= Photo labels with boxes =
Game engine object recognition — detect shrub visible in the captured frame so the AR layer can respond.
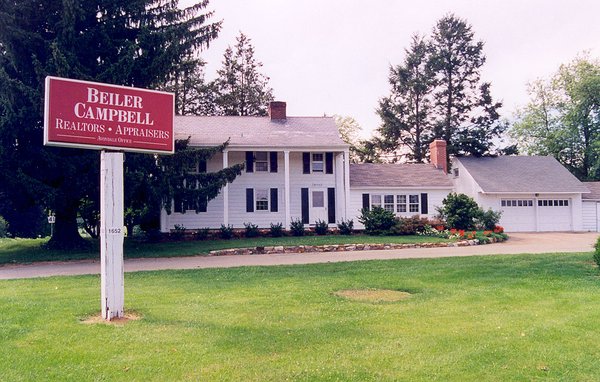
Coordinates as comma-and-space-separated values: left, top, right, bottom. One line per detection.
338, 219, 354, 235
290, 219, 304, 236
269, 223, 284, 237
194, 228, 210, 240
392, 215, 431, 235
358, 207, 396, 235
437, 192, 482, 230
0, 216, 8, 238
315, 219, 329, 236
219, 224, 233, 240
594, 237, 600, 267
477, 208, 502, 230
244, 223, 260, 237
171, 224, 185, 240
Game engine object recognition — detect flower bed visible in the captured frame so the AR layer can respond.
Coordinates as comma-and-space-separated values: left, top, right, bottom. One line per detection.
208, 237, 507, 256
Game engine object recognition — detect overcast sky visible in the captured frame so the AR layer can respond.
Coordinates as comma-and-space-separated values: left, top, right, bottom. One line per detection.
183, 0, 600, 136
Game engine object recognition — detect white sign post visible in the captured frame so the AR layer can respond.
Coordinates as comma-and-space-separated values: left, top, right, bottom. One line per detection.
100, 150, 125, 320
44, 77, 175, 321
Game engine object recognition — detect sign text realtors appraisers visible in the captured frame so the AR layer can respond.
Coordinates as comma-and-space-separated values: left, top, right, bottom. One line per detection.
44, 77, 174, 153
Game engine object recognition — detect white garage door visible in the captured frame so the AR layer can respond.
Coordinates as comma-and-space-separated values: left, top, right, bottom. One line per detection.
537, 199, 573, 232
500, 199, 536, 232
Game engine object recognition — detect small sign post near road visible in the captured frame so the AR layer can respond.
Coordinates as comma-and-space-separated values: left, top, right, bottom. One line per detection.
44, 77, 175, 320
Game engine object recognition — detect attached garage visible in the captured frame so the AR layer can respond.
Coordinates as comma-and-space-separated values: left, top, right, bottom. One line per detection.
452, 156, 584, 232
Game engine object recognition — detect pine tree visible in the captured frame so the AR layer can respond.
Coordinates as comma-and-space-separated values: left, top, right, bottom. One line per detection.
430, 15, 506, 160
0, 0, 221, 247
377, 35, 434, 163
215, 33, 274, 116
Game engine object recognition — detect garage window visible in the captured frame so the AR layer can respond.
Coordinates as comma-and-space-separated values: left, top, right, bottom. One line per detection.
500, 199, 533, 207
538, 199, 569, 207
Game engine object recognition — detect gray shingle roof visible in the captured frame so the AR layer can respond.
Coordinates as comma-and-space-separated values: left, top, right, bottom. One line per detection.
350, 163, 452, 188
174, 116, 348, 150
456, 156, 588, 193
581, 182, 600, 200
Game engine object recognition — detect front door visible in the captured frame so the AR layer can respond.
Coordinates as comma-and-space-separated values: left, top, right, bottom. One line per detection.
309, 188, 327, 224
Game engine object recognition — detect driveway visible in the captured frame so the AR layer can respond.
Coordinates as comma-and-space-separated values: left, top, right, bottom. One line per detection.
0, 232, 599, 280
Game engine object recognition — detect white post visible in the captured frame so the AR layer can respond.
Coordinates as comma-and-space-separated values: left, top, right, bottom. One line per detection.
223, 150, 229, 227
100, 150, 125, 321
283, 150, 291, 229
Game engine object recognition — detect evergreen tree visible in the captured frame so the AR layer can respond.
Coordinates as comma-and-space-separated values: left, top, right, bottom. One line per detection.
430, 15, 506, 156
0, 0, 220, 248
377, 35, 434, 163
215, 33, 274, 116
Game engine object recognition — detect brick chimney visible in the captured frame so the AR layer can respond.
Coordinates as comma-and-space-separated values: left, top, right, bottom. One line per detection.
269, 101, 287, 121
429, 139, 448, 174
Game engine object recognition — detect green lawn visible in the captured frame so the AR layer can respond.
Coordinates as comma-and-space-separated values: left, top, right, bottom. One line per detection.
0, 253, 600, 381
0, 235, 449, 264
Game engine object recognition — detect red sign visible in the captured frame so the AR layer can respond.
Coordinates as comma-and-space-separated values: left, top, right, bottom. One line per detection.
44, 77, 175, 154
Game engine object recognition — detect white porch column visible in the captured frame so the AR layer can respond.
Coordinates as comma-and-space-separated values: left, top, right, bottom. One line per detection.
100, 150, 125, 321
344, 149, 350, 219
223, 150, 229, 226
335, 152, 347, 221
283, 150, 291, 229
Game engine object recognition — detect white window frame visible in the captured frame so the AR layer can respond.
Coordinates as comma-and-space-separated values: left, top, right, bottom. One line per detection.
310, 153, 325, 174
254, 151, 269, 172
254, 188, 271, 212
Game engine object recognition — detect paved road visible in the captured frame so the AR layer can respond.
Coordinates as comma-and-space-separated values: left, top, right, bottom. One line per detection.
0, 233, 599, 280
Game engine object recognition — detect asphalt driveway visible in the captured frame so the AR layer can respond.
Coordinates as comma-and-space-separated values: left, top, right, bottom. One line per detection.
0, 232, 599, 280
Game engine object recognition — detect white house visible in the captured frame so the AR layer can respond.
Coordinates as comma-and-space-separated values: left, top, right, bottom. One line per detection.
161, 102, 350, 232
451, 156, 589, 232
161, 102, 600, 232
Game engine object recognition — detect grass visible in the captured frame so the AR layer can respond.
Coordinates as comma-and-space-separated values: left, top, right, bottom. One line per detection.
0, 235, 449, 264
0, 253, 600, 381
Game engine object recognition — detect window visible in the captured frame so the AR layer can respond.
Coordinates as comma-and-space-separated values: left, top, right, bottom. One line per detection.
255, 189, 269, 211
371, 195, 381, 208
408, 195, 419, 212
312, 191, 325, 207
383, 195, 394, 212
500, 199, 533, 207
312, 153, 324, 172
396, 195, 406, 212
538, 199, 569, 207
254, 151, 269, 172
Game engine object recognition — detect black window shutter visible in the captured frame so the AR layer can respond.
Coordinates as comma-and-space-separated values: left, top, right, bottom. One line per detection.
300, 188, 309, 224
246, 151, 254, 172
302, 153, 310, 175
246, 188, 254, 212
271, 188, 279, 212
421, 194, 429, 215
198, 160, 206, 173
269, 151, 277, 172
363, 194, 371, 210
198, 198, 208, 212
325, 153, 333, 174
327, 188, 335, 224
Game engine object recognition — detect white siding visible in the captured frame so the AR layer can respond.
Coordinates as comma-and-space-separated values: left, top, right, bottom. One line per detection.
581, 201, 599, 232
161, 151, 344, 232
349, 188, 452, 229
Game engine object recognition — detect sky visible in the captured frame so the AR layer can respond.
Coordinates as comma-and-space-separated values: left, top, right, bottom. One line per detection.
182, 0, 600, 137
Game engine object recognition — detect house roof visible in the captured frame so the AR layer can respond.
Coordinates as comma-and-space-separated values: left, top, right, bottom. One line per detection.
456, 156, 589, 193
350, 163, 452, 188
174, 116, 348, 150
581, 182, 600, 200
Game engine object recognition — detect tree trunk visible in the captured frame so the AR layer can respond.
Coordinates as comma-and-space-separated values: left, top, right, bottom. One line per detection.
48, 201, 89, 250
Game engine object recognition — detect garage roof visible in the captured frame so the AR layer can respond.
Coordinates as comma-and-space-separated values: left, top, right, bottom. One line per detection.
456, 156, 589, 193
350, 163, 452, 188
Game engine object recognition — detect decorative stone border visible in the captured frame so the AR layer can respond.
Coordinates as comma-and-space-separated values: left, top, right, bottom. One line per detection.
208, 238, 498, 256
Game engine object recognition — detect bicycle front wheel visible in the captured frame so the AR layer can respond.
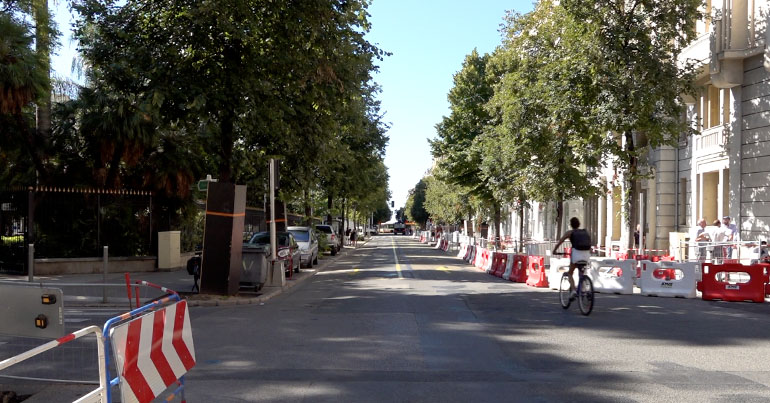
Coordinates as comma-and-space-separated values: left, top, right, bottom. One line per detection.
559, 273, 572, 309
578, 276, 594, 315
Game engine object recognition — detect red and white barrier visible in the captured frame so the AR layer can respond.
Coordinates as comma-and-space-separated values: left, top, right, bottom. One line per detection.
457, 243, 468, 259
588, 258, 636, 294
110, 301, 195, 403
502, 253, 516, 281
526, 256, 548, 288
482, 250, 495, 273
638, 260, 700, 298
508, 255, 528, 283
548, 256, 580, 290
0, 326, 109, 403
698, 263, 770, 302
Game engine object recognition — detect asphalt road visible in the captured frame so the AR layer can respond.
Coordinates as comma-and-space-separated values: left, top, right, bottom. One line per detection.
180, 236, 770, 402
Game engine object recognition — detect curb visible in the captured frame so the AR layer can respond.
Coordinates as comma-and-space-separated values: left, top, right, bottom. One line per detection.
184, 238, 371, 307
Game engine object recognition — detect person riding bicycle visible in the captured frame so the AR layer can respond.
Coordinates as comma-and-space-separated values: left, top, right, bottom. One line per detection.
552, 217, 591, 295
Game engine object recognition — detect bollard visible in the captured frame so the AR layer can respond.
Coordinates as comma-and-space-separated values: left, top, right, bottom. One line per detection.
27, 243, 35, 283
102, 246, 109, 304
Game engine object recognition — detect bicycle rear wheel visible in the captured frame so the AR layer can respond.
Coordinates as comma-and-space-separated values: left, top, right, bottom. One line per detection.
578, 276, 594, 315
559, 273, 572, 309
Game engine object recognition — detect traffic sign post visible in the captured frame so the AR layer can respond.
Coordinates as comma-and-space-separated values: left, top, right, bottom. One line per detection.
0, 283, 66, 339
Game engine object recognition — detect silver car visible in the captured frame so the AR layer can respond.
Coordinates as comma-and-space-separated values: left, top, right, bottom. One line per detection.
287, 227, 318, 268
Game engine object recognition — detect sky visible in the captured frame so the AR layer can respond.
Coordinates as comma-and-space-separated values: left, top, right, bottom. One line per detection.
367, 0, 532, 208
49, 0, 533, 208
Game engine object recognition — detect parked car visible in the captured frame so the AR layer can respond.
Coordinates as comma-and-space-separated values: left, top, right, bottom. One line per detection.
286, 227, 318, 268
315, 224, 342, 256
243, 232, 302, 273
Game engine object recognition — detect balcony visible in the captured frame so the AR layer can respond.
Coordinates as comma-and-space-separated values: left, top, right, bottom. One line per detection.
693, 126, 730, 156
678, 33, 711, 67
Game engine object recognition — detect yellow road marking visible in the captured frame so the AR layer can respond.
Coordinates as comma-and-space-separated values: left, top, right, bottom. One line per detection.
390, 238, 404, 278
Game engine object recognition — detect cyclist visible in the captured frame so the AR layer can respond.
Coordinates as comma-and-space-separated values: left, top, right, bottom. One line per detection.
552, 217, 591, 298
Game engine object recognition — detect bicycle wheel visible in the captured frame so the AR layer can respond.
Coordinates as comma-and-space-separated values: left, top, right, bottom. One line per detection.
559, 273, 572, 309
578, 276, 594, 315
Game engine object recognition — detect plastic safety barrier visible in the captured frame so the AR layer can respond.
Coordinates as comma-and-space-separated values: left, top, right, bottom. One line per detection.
501, 253, 516, 280
483, 250, 495, 273
490, 252, 508, 278
548, 256, 579, 290
0, 326, 109, 403
457, 243, 468, 259
638, 260, 700, 298
527, 256, 548, 288
473, 248, 489, 270
698, 263, 770, 302
508, 255, 527, 283
588, 258, 636, 294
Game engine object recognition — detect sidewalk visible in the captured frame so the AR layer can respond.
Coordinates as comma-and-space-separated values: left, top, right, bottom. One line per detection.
0, 239, 368, 308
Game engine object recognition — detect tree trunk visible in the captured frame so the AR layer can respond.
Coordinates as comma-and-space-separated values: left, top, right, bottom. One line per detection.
518, 203, 524, 253
302, 189, 313, 228
340, 197, 348, 239
34, 0, 51, 158
623, 131, 641, 252
556, 200, 564, 239
495, 203, 502, 249
219, 112, 235, 183
104, 142, 125, 189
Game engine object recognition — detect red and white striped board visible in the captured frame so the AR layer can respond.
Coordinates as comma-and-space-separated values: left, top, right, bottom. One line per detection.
110, 301, 195, 403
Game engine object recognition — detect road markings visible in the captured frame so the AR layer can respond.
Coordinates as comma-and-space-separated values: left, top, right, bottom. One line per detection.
64, 318, 88, 323
390, 238, 404, 278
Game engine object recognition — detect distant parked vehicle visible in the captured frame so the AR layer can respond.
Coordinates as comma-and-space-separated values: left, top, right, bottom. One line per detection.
286, 227, 318, 268
243, 232, 302, 273
315, 224, 342, 256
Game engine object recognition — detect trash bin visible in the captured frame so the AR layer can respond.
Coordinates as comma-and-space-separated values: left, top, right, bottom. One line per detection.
240, 244, 269, 291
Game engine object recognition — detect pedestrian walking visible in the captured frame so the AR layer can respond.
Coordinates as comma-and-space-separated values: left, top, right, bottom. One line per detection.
722, 215, 739, 259
694, 218, 711, 262
711, 220, 727, 264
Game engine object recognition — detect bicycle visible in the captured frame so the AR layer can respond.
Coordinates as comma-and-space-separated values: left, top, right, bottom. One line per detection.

= EXERCISE INSTRUCTIONS =
Copy the entries from the line with "Game engine object recognition — detect red and white barrier" up to and including the line with "180, 236, 770, 402", requests included, and add 94 to every box coordinate.

= SOLUTION FOR THIS PROBLEM =
Game engine object recognition — detect red and white barrier visible in the captured frame so the AR layer can respond.
Coordinates as comma-and-space-separated values: left, top, right, bottom. One line per detection.
551, 337, 562, 353
682, 352, 730, 388
204, 395, 289, 497
596, 347, 610, 375
620, 350, 642, 382
576, 344, 589, 367
732, 354, 794, 392
602, 349, 622, 377
642, 350, 674, 384
94, 420, 203, 497
792, 357, 864, 396
Game engine object recognition — detect asphalt road visible in the captured frame so the AR layer can respond.
Coordinates as comma-and-space-separated values: left, top, right, bottom. One line per detection.
274, 330, 864, 496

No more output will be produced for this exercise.